▸ **Challenge**
Produce an exact transcription of the listing below, omitting the pictures.

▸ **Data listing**
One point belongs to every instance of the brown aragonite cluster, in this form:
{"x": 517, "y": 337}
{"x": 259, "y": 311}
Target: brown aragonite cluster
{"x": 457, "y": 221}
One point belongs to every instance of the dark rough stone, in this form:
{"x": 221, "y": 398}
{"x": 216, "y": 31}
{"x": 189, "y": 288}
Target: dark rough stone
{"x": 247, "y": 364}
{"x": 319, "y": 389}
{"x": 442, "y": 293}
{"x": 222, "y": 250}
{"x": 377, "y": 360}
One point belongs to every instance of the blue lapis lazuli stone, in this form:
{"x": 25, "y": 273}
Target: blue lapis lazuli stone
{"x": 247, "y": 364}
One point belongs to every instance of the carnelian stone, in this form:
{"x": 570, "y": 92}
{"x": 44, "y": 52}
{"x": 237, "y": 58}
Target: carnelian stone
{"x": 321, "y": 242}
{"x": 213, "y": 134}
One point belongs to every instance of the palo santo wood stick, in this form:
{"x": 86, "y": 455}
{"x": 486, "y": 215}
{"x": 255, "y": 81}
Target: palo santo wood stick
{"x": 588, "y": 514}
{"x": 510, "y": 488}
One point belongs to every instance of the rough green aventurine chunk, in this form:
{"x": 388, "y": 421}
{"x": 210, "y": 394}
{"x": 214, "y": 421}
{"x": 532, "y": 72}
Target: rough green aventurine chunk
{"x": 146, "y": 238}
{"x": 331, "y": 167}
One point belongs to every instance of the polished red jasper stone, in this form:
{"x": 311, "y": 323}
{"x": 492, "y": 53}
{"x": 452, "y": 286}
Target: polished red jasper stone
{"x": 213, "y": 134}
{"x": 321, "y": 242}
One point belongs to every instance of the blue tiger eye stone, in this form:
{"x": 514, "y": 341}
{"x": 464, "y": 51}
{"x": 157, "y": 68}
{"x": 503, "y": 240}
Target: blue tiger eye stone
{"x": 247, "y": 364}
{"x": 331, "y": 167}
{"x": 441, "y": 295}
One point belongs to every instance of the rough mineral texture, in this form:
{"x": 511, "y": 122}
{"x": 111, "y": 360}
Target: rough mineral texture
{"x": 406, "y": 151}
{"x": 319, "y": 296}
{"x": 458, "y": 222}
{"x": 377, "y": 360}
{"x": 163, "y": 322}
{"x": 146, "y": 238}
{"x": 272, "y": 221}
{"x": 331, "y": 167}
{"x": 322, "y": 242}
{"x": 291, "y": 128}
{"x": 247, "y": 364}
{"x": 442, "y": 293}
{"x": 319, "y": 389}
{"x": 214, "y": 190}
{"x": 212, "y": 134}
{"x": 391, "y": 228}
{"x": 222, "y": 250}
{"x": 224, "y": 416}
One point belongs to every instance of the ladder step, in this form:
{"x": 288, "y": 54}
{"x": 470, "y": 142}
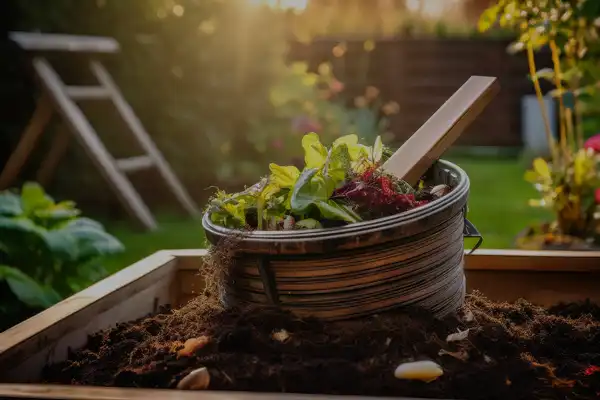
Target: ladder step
{"x": 87, "y": 92}
{"x": 135, "y": 163}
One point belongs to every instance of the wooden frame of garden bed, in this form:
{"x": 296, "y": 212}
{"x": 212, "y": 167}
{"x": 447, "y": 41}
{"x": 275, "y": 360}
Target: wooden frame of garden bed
{"x": 172, "y": 277}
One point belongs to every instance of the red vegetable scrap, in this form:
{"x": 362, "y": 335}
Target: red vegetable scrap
{"x": 374, "y": 194}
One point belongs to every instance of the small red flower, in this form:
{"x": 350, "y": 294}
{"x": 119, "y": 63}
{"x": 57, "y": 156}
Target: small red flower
{"x": 593, "y": 143}
{"x": 592, "y": 369}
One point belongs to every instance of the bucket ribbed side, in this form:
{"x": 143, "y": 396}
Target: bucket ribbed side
{"x": 412, "y": 259}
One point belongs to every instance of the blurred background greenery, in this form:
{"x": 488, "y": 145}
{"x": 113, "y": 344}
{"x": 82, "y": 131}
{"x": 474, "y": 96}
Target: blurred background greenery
{"x": 226, "y": 86}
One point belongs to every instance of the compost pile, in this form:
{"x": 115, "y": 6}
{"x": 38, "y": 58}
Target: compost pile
{"x": 339, "y": 185}
{"x": 487, "y": 350}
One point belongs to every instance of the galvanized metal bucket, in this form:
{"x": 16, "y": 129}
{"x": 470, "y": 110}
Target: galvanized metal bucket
{"x": 410, "y": 259}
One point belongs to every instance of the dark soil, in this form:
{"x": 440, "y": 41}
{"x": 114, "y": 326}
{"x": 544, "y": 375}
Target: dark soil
{"x": 513, "y": 351}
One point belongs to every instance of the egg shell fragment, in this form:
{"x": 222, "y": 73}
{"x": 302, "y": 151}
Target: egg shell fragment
{"x": 426, "y": 371}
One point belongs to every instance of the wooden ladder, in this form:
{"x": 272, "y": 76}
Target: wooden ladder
{"x": 63, "y": 98}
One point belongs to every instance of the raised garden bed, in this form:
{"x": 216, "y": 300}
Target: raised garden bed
{"x": 171, "y": 277}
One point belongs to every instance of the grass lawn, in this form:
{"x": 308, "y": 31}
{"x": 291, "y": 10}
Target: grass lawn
{"x": 497, "y": 207}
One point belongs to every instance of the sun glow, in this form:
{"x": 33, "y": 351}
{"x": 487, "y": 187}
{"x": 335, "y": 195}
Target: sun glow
{"x": 431, "y": 8}
{"x": 295, "y": 5}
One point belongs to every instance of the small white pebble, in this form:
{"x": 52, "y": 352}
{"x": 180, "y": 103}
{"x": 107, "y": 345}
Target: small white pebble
{"x": 457, "y": 337}
{"x": 198, "y": 379}
{"x": 426, "y": 371}
{"x": 281, "y": 335}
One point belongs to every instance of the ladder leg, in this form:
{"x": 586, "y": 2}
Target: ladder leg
{"x": 58, "y": 148}
{"x": 144, "y": 139}
{"x": 41, "y": 117}
{"x": 88, "y": 138}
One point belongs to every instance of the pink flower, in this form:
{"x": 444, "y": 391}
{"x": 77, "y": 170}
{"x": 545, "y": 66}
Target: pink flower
{"x": 593, "y": 143}
{"x": 305, "y": 125}
{"x": 277, "y": 144}
{"x": 336, "y": 86}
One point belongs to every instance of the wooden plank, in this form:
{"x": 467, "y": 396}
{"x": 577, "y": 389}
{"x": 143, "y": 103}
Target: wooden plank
{"x": 58, "y": 148}
{"x": 88, "y": 138}
{"x": 143, "y": 138}
{"x": 426, "y": 145}
{"x": 129, "y": 294}
{"x": 34, "y": 41}
{"x": 87, "y": 92}
{"x": 121, "y": 297}
{"x": 135, "y": 163}
{"x": 106, "y": 393}
{"x": 40, "y": 119}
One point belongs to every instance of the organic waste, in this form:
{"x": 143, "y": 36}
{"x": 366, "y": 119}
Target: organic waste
{"x": 339, "y": 185}
{"x": 487, "y": 350}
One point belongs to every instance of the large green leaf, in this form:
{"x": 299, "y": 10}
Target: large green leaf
{"x": 338, "y": 164}
{"x": 315, "y": 153}
{"x": 57, "y": 213}
{"x": 307, "y": 190}
{"x": 284, "y": 177}
{"x": 34, "y": 198}
{"x": 22, "y": 240}
{"x": 92, "y": 241}
{"x": 10, "y": 204}
{"x": 62, "y": 244}
{"x": 27, "y": 289}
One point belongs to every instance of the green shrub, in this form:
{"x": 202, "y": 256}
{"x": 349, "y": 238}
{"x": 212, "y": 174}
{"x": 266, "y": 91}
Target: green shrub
{"x": 47, "y": 252}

▸ **Full output**
One point belongs to every instance of the brown aragonite cluster, in this form:
{"x": 517, "y": 337}
{"x": 259, "y": 311}
Target: brown aragonite cluster
{"x": 457, "y": 221}
One point belongs to every instance of the dark rough stone, in this form:
{"x": 221, "y": 398}
{"x": 216, "y": 31}
{"x": 189, "y": 288}
Target: dark rough stone
{"x": 247, "y": 364}
{"x": 319, "y": 389}
{"x": 442, "y": 293}
{"x": 222, "y": 250}
{"x": 377, "y": 360}
One point belongs to every instance of the blue lapis lazuli stone, in this form:
{"x": 25, "y": 273}
Target: blue lapis lazuli stone
{"x": 247, "y": 364}
One point belongs to every instance of the carnelian stone, in this form:
{"x": 570, "y": 92}
{"x": 44, "y": 52}
{"x": 237, "y": 58}
Target: carnelian stone
{"x": 321, "y": 242}
{"x": 213, "y": 134}
One point belongs to every instance of the palo santo wood stick, in this form:
{"x": 86, "y": 455}
{"x": 486, "y": 215}
{"x": 255, "y": 81}
Target: palo santo wood stick
{"x": 588, "y": 514}
{"x": 510, "y": 488}
One point belongs to every instance of the rough green aventurine chunk, in this form:
{"x": 388, "y": 421}
{"x": 210, "y": 394}
{"x": 214, "y": 421}
{"x": 532, "y": 72}
Target: rough green aventurine chunk
{"x": 146, "y": 238}
{"x": 331, "y": 167}
One point belongs to every instance of the polished red jasper stone, in this form:
{"x": 311, "y": 323}
{"x": 492, "y": 53}
{"x": 452, "y": 286}
Target: polished red jasper stone
{"x": 213, "y": 134}
{"x": 321, "y": 242}
One point belongs to every instance of the blue tiger eye stone, in this form:
{"x": 514, "y": 341}
{"x": 464, "y": 51}
{"x": 157, "y": 68}
{"x": 503, "y": 240}
Target: blue tiger eye stone
{"x": 247, "y": 364}
{"x": 331, "y": 167}
{"x": 441, "y": 295}
One point belongs to every instance of the rough mineral texture, in this form:
{"x": 511, "y": 122}
{"x": 111, "y": 360}
Target: rough mineral texture
{"x": 406, "y": 151}
{"x": 319, "y": 296}
{"x": 458, "y": 222}
{"x": 377, "y": 360}
{"x": 163, "y": 322}
{"x": 146, "y": 238}
{"x": 272, "y": 221}
{"x": 331, "y": 167}
{"x": 322, "y": 242}
{"x": 291, "y": 128}
{"x": 247, "y": 364}
{"x": 442, "y": 293}
{"x": 319, "y": 389}
{"x": 214, "y": 190}
{"x": 212, "y": 134}
{"x": 391, "y": 228}
{"x": 222, "y": 250}
{"x": 224, "y": 416}
One point belongs to every instance of the ladder step, in this form:
{"x": 288, "y": 54}
{"x": 470, "y": 142}
Target: ladder step
{"x": 87, "y": 92}
{"x": 135, "y": 163}
One point belongs to every instance of the wooden frame of garden bed, in this form:
{"x": 296, "y": 212}
{"x": 212, "y": 167}
{"x": 447, "y": 41}
{"x": 275, "y": 360}
Target: wooden frame of garden bed
{"x": 172, "y": 277}
One point belongs to every instance of the red vegetable scrap, in this form:
{"x": 362, "y": 335}
Target: red vegetable scrap
{"x": 374, "y": 194}
One point belongs to every instance of the small red flower, in this form:
{"x": 350, "y": 294}
{"x": 119, "y": 63}
{"x": 57, "y": 156}
Target: small red flower
{"x": 593, "y": 143}
{"x": 592, "y": 369}
One point belongs to every instance of the bucket ribbed side, in this form:
{"x": 143, "y": 396}
Target: bucket ribbed side
{"x": 412, "y": 259}
One point belongs to every instance of the blurred background greenery, in this form:
{"x": 488, "y": 145}
{"x": 113, "y": 344}
{"x": 82, "y": 131}
{"x": 474, "y": 96}
Target: blurred background greenery
{"x": 226, "y": 86}
One point belongs to every instance of the compost pile, in this form:
{"x": 115, "y": 6}
{"x": 38, "y": 58}
Target: compost pile
{"x": 339, "y": 185}
{"x": 487, "y": 350}
One point belongs to every instance of the galvanized metal bucket, in this form:
{"x": 16, "y": 129}
{"x": 470, "y": 110}
Target: galvanized metal bucket
{"x": 410, "y": 259}
One point belongs to every instance of the dark soil, in this form:
{"x": 440, "y": 41}
{"x": 114, "y": 326}
{"x": 544, "y": 375}
Target: dark soil
{"x": 513, "y": 351}
One point belongs to every instance of the egg shell fragment, in this form:
{"x": 222, "y": 73}
{"x": 302, "y": 151}
Target: egg shell fragment
{"x": 426, "y": 371}
One point belongs to every instance of the wooden ladder, in this form:
{"x": 272, "y": 76}
Target: wooden ladder
{"x": 63, "y": 98}
One point belongs to every instance of the raised garden bed, in this form:
{"x": 216, "y": 300}
Target: raised garden bed
{"x": 171, "y": 277}
One point belongs to every instance of the grass lawn, in this form:
{"x": 308, "y": 31}
{"x": 291, "y": 10}
Target: grass lawn
{"x": 497, "y": 207}
One point belongs to every instance of the sun glow, in this form:
{"x": 33, "y": 351}
{"x": 487, "y": 187}
{"x": 335, "y": 195}
Target: sun glow
{"x": 431, "y": 8}
{"x": 295, "y": 5}
One point belongs to every instance of the small white pebble, in this form:
{"x": 52, "y": 352}
{"x": 180, "y": 103}
{"x": 107, "y": 345}
Target: small white pebble
{"x": 457, "y": 337}
{"x": 198, "y": 379}
{"x": 426, "y": 371}
{"x": 281, "y": 335}
One point belongs to every instance of the ladder leg, in this form:
{"x": 586, "y": 2}
Target: ladder leg
{"x": 58, "y": 148}
{"x": 144, "y": 139}
{"x": 41, "y": 117}
{"x": 88, "y": 138}
One point belongs to every instance of the pink flower, in this form:
{"x": 444, "y": 391}
{"x": 77, "y": 170}
{"x": 545, "y": 66}
Target: pink flower
{"x": 593, "y": 143}
{"x": 305, "y": 125}
{"x": 277, "y": 144}
{"x": 336, "y": 86}
One point belongs to every instance of the wooden plank, in this form:
{"x": 467, "y": 396}
{"x": 577, "y": 389}
{"x": 143, "y": 103}
Target: wooden plank
{"x": 58, "y": 148}
{"x": 88, "y": 138}
{"x": 143, "y": 138}
{"x": 426, "y": 145}
{"x": 129, "y": 294}
{"x": 34, "y": 41}
{"x": 87, "y": 92}
{"x": 121, "y": 297}
{"x": 135, "y": 163}
{"x": 106, "y": 393}
{"x": 40, "y": 119}
One point belongs to every instance of the organic waste, in this form:
{"x": 143, "y": 36}
{"x": 366, "y": 119}
Target: organic waste
{"x": 339, "y": 185}
{"x": 487, "y": 350}
One point belongs to every instance of the large green leaf, in this form:
{"x": 299, "y": 10}
Target: large green leaf
{"x": 338, "y": 164}
{"x": 315, "y": 153}
{"x": 57, "y": 213}
{"x": 307, "y": 190}
{"x": 284, "y": 177}
{"x": 34, "y": 198}
{"x": 22, "y": 240}
{"x": 92, "y": 241}
{"x": 10, "y": 204}
{"x": 62, "y": 244}
{"x": 27, "y": 289}
One point belongs to every instance of the green shrub, in this form:
{"x": 202, "y": 256}
{"x": 349, "y": 238}
{"x": 212, "y": 174}
{"x": 266, "y": 91}
Target: green shrub
{"x": 47, "y": 252}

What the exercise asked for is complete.